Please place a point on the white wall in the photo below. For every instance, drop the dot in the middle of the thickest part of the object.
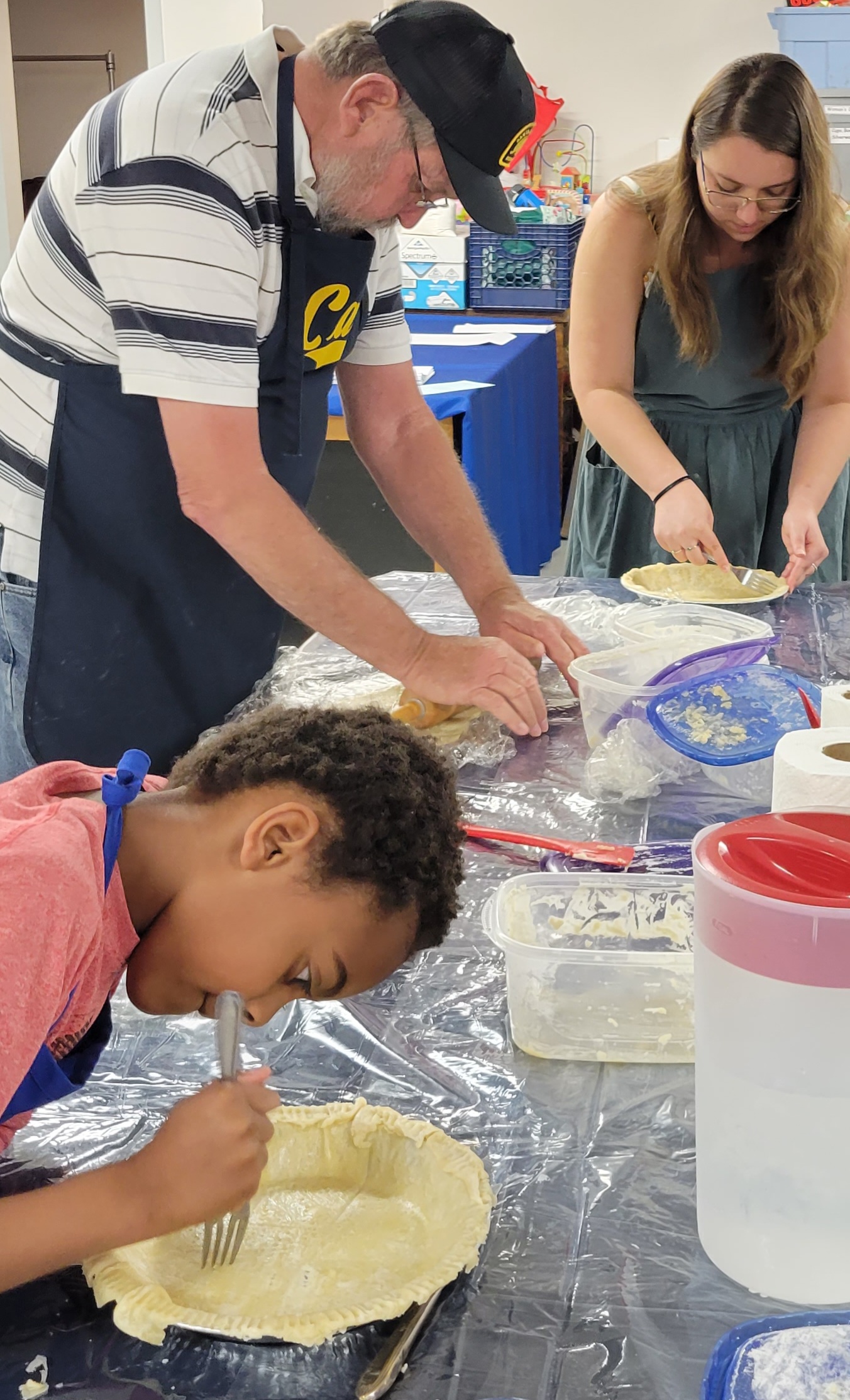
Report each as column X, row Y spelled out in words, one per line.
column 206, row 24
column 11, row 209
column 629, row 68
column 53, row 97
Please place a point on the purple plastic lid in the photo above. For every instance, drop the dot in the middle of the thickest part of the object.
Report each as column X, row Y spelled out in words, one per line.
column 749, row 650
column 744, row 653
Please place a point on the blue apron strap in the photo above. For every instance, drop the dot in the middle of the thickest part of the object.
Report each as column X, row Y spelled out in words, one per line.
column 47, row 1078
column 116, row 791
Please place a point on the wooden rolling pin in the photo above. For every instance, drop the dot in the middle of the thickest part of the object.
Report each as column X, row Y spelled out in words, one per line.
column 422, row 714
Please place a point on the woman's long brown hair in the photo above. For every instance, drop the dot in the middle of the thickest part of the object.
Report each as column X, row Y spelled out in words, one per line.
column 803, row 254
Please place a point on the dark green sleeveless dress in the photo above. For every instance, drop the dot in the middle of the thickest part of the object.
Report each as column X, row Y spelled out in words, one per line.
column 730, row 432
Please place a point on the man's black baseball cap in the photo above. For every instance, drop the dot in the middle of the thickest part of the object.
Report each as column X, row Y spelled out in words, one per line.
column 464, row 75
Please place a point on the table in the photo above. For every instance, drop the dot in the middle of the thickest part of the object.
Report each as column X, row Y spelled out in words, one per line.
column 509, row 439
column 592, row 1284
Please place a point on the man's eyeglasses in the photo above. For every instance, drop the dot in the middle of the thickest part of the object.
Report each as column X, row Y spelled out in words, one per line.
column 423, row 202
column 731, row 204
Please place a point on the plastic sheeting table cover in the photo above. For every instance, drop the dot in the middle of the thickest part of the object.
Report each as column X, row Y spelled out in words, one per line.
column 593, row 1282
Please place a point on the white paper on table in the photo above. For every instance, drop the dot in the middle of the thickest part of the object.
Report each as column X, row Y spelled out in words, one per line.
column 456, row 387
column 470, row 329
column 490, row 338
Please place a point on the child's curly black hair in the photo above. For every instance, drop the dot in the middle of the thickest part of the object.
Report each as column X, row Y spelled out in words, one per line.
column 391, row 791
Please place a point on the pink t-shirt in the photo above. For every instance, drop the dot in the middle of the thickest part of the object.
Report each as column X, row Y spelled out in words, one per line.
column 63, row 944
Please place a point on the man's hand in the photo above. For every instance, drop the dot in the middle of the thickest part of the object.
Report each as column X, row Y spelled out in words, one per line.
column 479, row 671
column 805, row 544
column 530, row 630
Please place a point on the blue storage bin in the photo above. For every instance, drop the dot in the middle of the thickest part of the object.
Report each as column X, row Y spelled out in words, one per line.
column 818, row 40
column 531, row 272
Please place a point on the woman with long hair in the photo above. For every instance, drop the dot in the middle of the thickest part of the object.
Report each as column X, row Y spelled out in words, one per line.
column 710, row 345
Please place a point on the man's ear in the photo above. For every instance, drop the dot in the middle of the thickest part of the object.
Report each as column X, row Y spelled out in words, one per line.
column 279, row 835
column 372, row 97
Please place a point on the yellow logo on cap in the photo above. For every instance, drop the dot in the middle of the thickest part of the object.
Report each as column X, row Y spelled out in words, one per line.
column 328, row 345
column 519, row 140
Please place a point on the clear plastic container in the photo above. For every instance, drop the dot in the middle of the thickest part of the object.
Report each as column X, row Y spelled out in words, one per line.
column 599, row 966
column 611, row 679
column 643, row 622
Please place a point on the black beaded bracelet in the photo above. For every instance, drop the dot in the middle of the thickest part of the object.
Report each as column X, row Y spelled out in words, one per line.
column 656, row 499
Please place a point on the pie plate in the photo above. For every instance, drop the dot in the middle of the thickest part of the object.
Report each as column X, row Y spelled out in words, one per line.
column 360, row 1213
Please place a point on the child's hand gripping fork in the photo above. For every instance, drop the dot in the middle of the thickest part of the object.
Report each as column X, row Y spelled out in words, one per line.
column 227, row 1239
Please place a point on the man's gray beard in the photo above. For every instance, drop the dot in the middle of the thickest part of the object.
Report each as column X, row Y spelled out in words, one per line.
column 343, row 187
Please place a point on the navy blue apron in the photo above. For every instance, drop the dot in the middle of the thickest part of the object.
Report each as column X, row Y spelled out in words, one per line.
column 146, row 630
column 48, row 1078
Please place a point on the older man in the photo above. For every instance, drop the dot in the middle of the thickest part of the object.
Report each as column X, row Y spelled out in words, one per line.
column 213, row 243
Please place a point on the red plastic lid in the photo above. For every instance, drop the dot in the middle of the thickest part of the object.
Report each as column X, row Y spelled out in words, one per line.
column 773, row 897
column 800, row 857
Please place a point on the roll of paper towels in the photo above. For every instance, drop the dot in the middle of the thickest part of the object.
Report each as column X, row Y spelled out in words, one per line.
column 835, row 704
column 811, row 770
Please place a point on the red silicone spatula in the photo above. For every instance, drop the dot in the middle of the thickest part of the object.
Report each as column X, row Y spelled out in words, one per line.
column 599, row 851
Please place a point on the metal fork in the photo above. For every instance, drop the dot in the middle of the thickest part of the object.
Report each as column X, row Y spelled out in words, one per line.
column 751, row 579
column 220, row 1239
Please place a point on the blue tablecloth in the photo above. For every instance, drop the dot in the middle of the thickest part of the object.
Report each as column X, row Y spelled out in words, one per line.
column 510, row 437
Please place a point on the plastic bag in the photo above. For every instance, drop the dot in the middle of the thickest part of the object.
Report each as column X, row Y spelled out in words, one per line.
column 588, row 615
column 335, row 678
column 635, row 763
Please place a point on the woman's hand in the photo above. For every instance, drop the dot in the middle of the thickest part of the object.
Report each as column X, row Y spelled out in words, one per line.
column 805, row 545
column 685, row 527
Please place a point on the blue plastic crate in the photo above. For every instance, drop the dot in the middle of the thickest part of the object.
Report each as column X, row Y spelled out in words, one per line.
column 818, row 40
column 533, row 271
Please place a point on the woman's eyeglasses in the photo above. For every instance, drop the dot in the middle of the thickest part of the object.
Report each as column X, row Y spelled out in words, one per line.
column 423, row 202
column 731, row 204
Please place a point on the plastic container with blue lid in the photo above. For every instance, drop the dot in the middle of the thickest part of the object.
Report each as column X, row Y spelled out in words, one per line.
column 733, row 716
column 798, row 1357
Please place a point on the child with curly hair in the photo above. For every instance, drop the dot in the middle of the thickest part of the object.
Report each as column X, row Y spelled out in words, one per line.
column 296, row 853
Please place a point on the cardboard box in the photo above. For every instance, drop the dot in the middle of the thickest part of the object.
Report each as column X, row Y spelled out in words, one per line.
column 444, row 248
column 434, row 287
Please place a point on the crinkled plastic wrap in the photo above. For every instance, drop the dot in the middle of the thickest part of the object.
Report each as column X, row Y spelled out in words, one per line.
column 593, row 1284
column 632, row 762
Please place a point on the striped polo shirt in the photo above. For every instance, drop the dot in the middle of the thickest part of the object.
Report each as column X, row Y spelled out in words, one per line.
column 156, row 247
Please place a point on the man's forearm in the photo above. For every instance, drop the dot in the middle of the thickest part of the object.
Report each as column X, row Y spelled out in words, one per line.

—————

§ **TASK REQUIREMENTS**
Set down the data above verbatim, omitting every image.

§ **WRITTEN SOLUTION**
Please place a point on the white wall in the photo below. For every instance, drop the dot in the middle of the thickest part of the object.
Report each as column X, row Y spelled out in words, one per line.
column 206, row 24
column 11, row 209
column 629, row 68
column 53, row 97
Please place a point on the purple plastic lid in the photo above. For every instance, drop the dot in the middle of the thickest part of the object.
Report each as column X, row Y spelled out in words, one per line.
column 749, row 650
column 744, row 653
Please place a point on the blue apron strap in the photo above. For every instance, drop the dot in the middle of the thickest part of the object.
Report each as column X, row Y spelled out in words, one per line.
column 47, row 1078
column 116, row 791
Please place a point on the wooden rolling pin in the photo above. For every instance, drop the dot in the middle of the thickest part of the object.
Report each as column X, row Y spelled out in words, one per line.
column 422, row 714
Please place a point on the woman's long brown hair in the photo above. For every instance, drop the dot in the middle of the thickest part of the object.
Report each as column X, row Y spelled out in words, one per line.
column 803, row 254
Please place a point on the dark green sleeveless dress in the photo above. For every instance, drop the dot in the middle of the thickest part of the object.
Report each as column X, row Y spelled out in words, one per line.
column 730, row 432
Please place a point on the man's black baseball cap in the photo above. For every instance, drop the dot in the middle of the thickest part of the object.
Report each as column X, row Y spelled out in words, one per line.
column 464, row 75
Please place a point on the table in the photo above. For every instance, drop the dot in the middle of the thickest part of the object.
Report each as column X, row Y spelled out in words, one per line.
column 509, row 439
column 592, row 1284
Please place a point on the man's eyeglasses in the photo above. For every instance, drop the dot in the middle of the thickest part of the object.
Report each as column X, row Y spelled out in words, one per line.
column 423, row 202
column 731, row 204
Please place a point on the plastic sheeting table cover in the photo above. For every instance, drop the dot in the middle of the thickest part of the object.
Report each as column X, row Y spelled out in words, one per line.
column 593, row 1282
Please place a point on the white paper on table in the photo above. For every instance, drop the dot in the middle of the thickest part of the object.
Report each as column X, row Y spelled out in words, one per line.
column 456, row 387
column 470, row 329
column 490, row 338
Please place a point on the child's curly black hair in the photo above. For every instance, drop the dot in the middle of the thickest part of the object.
Report each as column X, row Y spelled out in words, one per line.
column 391, row 791
Please place a point on the pink t-shirt in the photo above. For every instance, drop the dot in the middle of the thickest part of the object.
Report each as column X, row Y spelled out in words, one per line.
column 63, row 944
Please place a point on the man's hand in the photo above. For every instance, drop the dot in the middle of the thickest part of the object.
Report each as column X, row Y spelled out in words, one per line.
column 479, row 671
column 805, row 544
column 530, row 630
Please place a point on the blue storage bin in the photo above. For every instance, drop the dot in the middle of the thickest part of the object.
Report each as column X, row Y spelled out in words, one per line.
column 818, row 40
column 531, row 272
Please place a point on the woman with long hair in the photo above. For every instance, drop the dot in the middle of the thickest part of the object.
Report each as column X, row Y spelled out in words, one per line.
column 710, row 345
Please place a point on the man's ear in the photo above. For every instance, drop the dot in the middle of the thickest part of the object.
Report each as column X, row Y spelled out in words, one per line.
column 279, row 835
column 372, row 97
Please place a point on the yellow logo on cap in the photo above. For every instance, drop the dot in the middle of the thickest part of the object.
Report each as column X, row Y spelled out in words, one per line.
column 328, row 345
column 519, row 140
Please place a point on the clear plastic container in the photo above. For every instance, drop the dot in the middle of the thickest part of the object.
Report each as column X, row Y spelled out in words, one per line.
column 599, row 966
column 611, row 679
column 643, row 622
Please place a point on the black beaded bracelet in the photo above. For every instance, drop the dot in the middle of the thickest part of the object.
Report each as column X, row Y spelled out in words, one per line.
column 656, row 499
Please place a point on the pie plate in the photo above. For every instance, drop the dot in the middle of the thickest part of the object.
Report each as column X, row Y spelled out in words, one per line.
column 360, row 1213
Please place a point on the child's hand gripping fork in the photo above. For every instance, drop the dot in the middle of the thickest part of the object.
Report each as column X, row Y spelled out in words, one per line.
column 227, row 1239
Please place a point on the man's gray beard in the photo above. For every instance, drop the dot in the middle of the thickest part of the object.
Report each as column X, row Y spelled out in words, one per line.
column 343, row 187
Please place a point on the navy blue apron in the photo above. For every instance, drop the dot in the middle of the thickest part of the object.
Report each as column X, row Y spelled out in words, one per line.
column 146, row 630
column 48, row 1078
Please place a point on the older man in the photo above. For every instance, drop the dot in the middle of the thickest part of the object.
Report each as column X, row Y spelled out in words, one per line.
column 213, row 243
Please place a point on the red plastic lid in the photo above. For every instance, drop the dot in the middle of the thickest part of the object.
Report each as column X, row Y spelled out in words, one per line.
column 773, row 897
column 800, row 857
Please place a point on the roll of paper towels in the photo above. For every instance, drop the dot in the middle of the thickest part of the object.
Report each as column X, row Y spelled out in words, one per line.
column 835, row 704
column 811, row 770
Please place a point on the red silicone spatula in the photo above. For every instance, drop the dot in the middle of the thickest part of the object.
Report each as column X, row Y spelled out in words, one per line.
column 599, row 851
Please place a point on the metal fork in the photo above. For every instance, drop the dot in the middle of the thickest part of the object.
Report each as column X, row Y spelled out in words, one per line.
column 751, row 579
column 220, row 1239
Please place a point on the blue tablecloth in the photo above. For every instance, drop the dot in the middle of the thickest part of the object.
Report each as column X, row Y spelled out in words, one per line.
column 510, row 437
Please place a point on the plastic bag in the photo above. For every instance, drop the dot in the middle of the thickest part of the object.
Report each as column X, row Y spelled out in words, one per line.
column 588, row 615
column 335, row 678
column 635, row 763
Please place a point on the woman's hand in the photo above. For every instance, drop the dot in the middle of the thickest part of the object.
Report each as column X, row Y spelled out in words, one per line.
column 805, row 545
column 685, row 527
Please place a point on the blue plastic crate in the photo above. For every instance, drop the dot in the middle of the thickest part of the object.
Report each as column X, row Y spelled out in words, one per line.
column 818, row 40
column 533, row 271
Please place a point on the woman's eyeglasses in the photo above. For every instance, drop the dot in the middle of the thickest part of the object.
Report each as column X, row Y spelled out in words, one per line.
column 423, row 202
column 731, row 204
Please place a point on the plastic container with blue lid in the photo above. For every instance, drop the dot in the middle of the thickest part of the object.
Report each as column X, row Y spelled out in words, one per line.
column 733, row 716
column 798, row 1357
Please place a point on the child with curly hair in the photo above. For every instance, drop the dot in the middle of the thickest part of the object.
Report each as column X, row Y spelled out in words, one per line.
column 296, row 853
Please place a point on the cardboard box in the photo above. For every instance, drop the dot in the middle of the thickest part of the object.
Report each as column X, row Y spelled out in words, one per line.
column 444, row 248
column 434, row 287
Please place a point on the crinkled plastic wrap in the photo above. For every instance, drop the dot in the middle of the thickest part of the object.
Report each as column X, row Y spelled out in words, one per line.
column 593, row 1284
column 632, row 762
Please place a point on the striped polo shirt in the photo above. For every instance, drop the dot in the middle of the thickest part of the object.
Report each as column X, row Y spelled out in words, one per line.
column 156, row 247
Please place a point on the man's forearm in the photo above. For every instance, drop the dot in the middle of the thickest part of the object.
Report each as column X, row Y spelled out in words, one per line.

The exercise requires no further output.